Contrary to myth, the birth control pill does not cause polycystic ovary syndrome (PCOS). It’s quite the opposite, actually. Birth control pills are typically used to help treat symptoms of PCOS.
While the exact cause of PCOS isn’t known, it’s generally assumed that a combination of genetic and environmental factors are at work, along with some lifestyle factors in some people.
Knowing more about PCOS can help you talk with a health professional about the condition and find help managing your symptoms.
What the research says
Birth control pills don’t cause PCOS. While the exact cause is not known, environmental and genetic factors work together to cause the condition. The particular gene is unknown, but family histories of PCOS are common.
In PCOS, there are abnormalities in the hypothalamic-pituitary axis, insulin secretion and action, and ovarian function. People typically go to their doctor because of changes in weight, acne, menstrual problems, or infertility, and are then found to have PCOS.
The myth that birth control pills cause PCOS may be related to a condition called post-birth control syndrome. This is a collection of symptoms that can occur in some people when they stop taking hormonal birth control.
Symptoms can include:
- menstrual changes
- weight gain acne
- hair loss
- fertility difficulties
The pill does not necessarily cause these symptoms. Many health professionals feel that they are a normal occurrence and that it is the body adjusting to the change in hormones. These usually resolve in a few months.
PCOS is a hormone disorder that may also lead to other conditions. It is a common cause of infertility. Signs and symptoms can vary and may include:
- missed periods, irregular periods, or very light periods
- enlarged ovaries or cystic ovaries
- excess body hair, including on the chest, stomach, and back
- weight gain, particularly around the belly acne
- oily skin
- thinning hair or baldness
- skin tags on the neck and armpits
- darkened patches of skin on the back of the neck or under the breasts
Treatment for PCOS can vary and depends on several factors, including:
- your age
- the severity of symptoms
- your overall health
- whether you want to become pregnant in the future
Oral contraceptives, or birth control pills, are often a treatment for PCOS. The main diagnostic part of PCOS is hyperandrogenism, which is having too many androgens, or male sex hormones.

### Prompt A:
Return, word for word, the stretch of the PCOS and birth control article from "In PCOS, there" through "hormonal birth control.".
### Prompt B:
Carry the article on PCOS and birth control pills further, picking up after its final sentence.

### Data listing:
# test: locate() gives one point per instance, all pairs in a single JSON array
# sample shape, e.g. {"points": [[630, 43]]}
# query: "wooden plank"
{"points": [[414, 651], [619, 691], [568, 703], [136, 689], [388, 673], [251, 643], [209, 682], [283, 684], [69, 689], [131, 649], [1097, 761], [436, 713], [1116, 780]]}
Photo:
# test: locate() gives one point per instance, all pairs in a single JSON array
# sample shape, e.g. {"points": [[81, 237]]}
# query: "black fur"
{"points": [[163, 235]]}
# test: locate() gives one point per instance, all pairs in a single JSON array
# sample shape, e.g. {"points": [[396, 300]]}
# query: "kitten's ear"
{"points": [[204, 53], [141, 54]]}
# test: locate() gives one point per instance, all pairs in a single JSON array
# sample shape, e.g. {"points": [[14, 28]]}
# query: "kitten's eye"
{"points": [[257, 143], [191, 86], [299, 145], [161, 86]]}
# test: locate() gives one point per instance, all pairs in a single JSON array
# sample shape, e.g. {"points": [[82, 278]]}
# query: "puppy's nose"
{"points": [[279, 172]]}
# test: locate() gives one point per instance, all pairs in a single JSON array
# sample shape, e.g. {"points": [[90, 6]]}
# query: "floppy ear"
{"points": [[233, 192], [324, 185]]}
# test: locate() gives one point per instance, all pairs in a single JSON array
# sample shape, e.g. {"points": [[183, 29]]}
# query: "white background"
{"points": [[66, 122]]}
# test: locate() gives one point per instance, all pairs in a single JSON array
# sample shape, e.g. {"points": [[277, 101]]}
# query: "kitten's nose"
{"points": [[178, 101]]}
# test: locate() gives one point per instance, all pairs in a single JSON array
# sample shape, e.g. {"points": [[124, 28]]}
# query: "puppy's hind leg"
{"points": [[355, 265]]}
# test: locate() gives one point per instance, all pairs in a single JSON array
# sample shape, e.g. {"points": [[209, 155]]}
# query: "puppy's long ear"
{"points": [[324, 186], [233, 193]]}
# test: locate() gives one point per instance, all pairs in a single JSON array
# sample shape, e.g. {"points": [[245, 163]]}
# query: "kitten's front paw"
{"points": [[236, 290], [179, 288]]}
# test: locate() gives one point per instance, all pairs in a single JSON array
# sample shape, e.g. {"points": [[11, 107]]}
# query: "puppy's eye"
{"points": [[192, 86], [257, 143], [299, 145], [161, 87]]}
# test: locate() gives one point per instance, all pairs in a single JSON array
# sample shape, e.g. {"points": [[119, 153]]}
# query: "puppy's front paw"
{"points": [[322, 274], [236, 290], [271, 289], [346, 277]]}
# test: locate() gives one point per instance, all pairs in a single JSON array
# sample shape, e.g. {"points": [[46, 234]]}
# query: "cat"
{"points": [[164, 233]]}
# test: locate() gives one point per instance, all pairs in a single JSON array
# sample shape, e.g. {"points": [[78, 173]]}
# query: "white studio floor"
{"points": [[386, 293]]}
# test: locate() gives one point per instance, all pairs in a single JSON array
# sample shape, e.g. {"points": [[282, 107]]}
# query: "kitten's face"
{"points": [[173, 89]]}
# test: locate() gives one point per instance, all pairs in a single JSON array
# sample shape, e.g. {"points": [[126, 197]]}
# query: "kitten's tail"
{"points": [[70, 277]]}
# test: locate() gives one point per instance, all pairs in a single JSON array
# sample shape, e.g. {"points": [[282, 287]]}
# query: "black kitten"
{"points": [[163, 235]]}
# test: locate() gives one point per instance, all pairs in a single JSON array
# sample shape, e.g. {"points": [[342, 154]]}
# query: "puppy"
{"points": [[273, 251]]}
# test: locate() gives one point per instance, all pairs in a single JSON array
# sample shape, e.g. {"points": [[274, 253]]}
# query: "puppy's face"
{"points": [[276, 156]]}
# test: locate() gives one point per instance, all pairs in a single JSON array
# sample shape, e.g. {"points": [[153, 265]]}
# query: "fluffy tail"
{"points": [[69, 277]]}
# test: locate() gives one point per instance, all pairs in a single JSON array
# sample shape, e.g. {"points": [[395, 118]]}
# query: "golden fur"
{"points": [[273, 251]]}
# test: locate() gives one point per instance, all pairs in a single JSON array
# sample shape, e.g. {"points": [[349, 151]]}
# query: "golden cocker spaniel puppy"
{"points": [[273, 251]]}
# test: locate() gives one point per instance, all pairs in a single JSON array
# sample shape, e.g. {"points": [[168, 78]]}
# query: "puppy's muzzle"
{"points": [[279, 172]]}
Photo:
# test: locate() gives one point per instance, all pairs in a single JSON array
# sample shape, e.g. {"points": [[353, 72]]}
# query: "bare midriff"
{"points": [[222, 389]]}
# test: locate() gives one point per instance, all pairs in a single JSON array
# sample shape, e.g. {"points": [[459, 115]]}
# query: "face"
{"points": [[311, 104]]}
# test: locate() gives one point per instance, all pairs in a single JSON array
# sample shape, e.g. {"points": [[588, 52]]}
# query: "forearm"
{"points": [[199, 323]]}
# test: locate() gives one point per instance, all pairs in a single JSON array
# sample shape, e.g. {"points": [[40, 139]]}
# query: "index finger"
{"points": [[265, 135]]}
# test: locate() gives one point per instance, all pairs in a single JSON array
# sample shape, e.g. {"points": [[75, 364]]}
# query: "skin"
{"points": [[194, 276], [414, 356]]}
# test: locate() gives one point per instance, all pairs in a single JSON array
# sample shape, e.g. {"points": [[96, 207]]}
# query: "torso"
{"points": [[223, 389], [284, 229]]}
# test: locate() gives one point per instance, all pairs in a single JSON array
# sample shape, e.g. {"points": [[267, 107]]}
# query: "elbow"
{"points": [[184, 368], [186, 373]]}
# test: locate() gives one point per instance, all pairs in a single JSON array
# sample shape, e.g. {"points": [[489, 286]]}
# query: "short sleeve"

### Task output A:
In PCOS, there are abnormalities in the hypothalamic-pituitary axis, insulin secretion and action, and ovarian function. People typically go to their doctor because of changes in weight, acne, menstrual problems, or infertility, and are then found to have PCOS.
The myth that birth control pills cause PCOS may be related to a condition called post-birth control syndrome. This is a collection of symptoms that can occur in some people when they stop taking hormonal birth control.

### Task output B:
Combined hormonal contraceptives can help reduce the production of androgens as well as reduce the risk of metabolic disorders associated with PCOS.
Birth control pills can also:
- regulate your menstrual cycle, reducing your risk of endometrial cancer
- clear up your skin
- reduce menstrual cramps
- lessen menstrual flow and reduce your risk of becoming anemic
- reduce your risk of ovarian cysts
Side effects from oral contraceptives
Many have no side effects from the pill, but some do. There are different kinds of pills, and each person can react differently. Side effects of the birth control pill can include:
- spotting, which is normal when first starting the pill or if you miss a pill
- nausea, which may happen at first but typically goes away
- headaches, which may subside by using a pill with less estrogen
- mood changes
- sore or enlarged breasts
- weight changes
- blood clots
If you are short of breath, have pain or swelling in your leg, or have chest pain, seek medical care immediately. This could be a sign of a blood clot.
Before going on the birth control pill, talk with a healthcare professional about any family history of blood clots or clotting disorders or if you smoke.
Other treatments can include:
- medications to cause ovulation (if you want to become pregnant), such as Clomid
- diabetes medication to lower insulin resistance, reduce androgen levels, and improve ovulation
- changes in diet and activity level
- anti-androgen drugs to lower androgen levels and thus reduce body hair growth and acne
If someone has overweight and PCOS, a healthcare professional may recommend weight loss. This can help lower androgen, luteinizing hormone, and insulin levels. It can also help regulate ovulation.
Many with PCOS explore vitamins, supplements, and complementary treatments. Before using any of these, ask your doctor if it is safe to do so. Some vitamins may interact with certain medications, so it’s always good to check before taking anything, even if it’s a natural remedy.
When to talk with a professional
If you are having menstrual irregularities or notice any symptoms of PCOS, talk with a healthcare professional. If you are trying to conceive and having difficulty, you might want to ask your doctor about PCOS.
Telling them about your symptoms and how long they have been going on can let them know more about your situation and provide you with the treatment that is best for you.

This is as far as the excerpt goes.